Please quote every one of the rows below verbatim, line for line.

◆ MATERIAL PROVIDED
──────────────────────────────

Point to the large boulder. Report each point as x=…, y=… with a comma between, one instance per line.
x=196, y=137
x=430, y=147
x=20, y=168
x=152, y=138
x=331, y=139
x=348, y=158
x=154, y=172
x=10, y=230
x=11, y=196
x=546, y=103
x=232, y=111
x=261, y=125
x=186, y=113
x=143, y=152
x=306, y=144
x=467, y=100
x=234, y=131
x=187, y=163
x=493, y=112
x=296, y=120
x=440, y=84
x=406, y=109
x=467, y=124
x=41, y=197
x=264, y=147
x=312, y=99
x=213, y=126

──────────────────────────────

◆ EXERCISE RESULT
Point to the large boulder. Report each point as x=…, y=… with a comma between, one instance per line.
x=196, y=137
x=430, y=147
x=20, y=168
x=152, y=138
x=331, y=139
x=348, y=158
x=154, y=172
x=10, y=230
x=11, y=196
x=546, y=103
x=232, y=111
x=261, y=125
x=186, y=113
x=143, y=152
x=306, y=144
x=467, y=100
x=234, y=131
x=187, y=163
x=493, y=112
x=296, y=120
x=440, y=84
x=406, y=109
x=467, y=124
x=41, y=197
x=264, y=147
x=312, y=99
x=213, y=126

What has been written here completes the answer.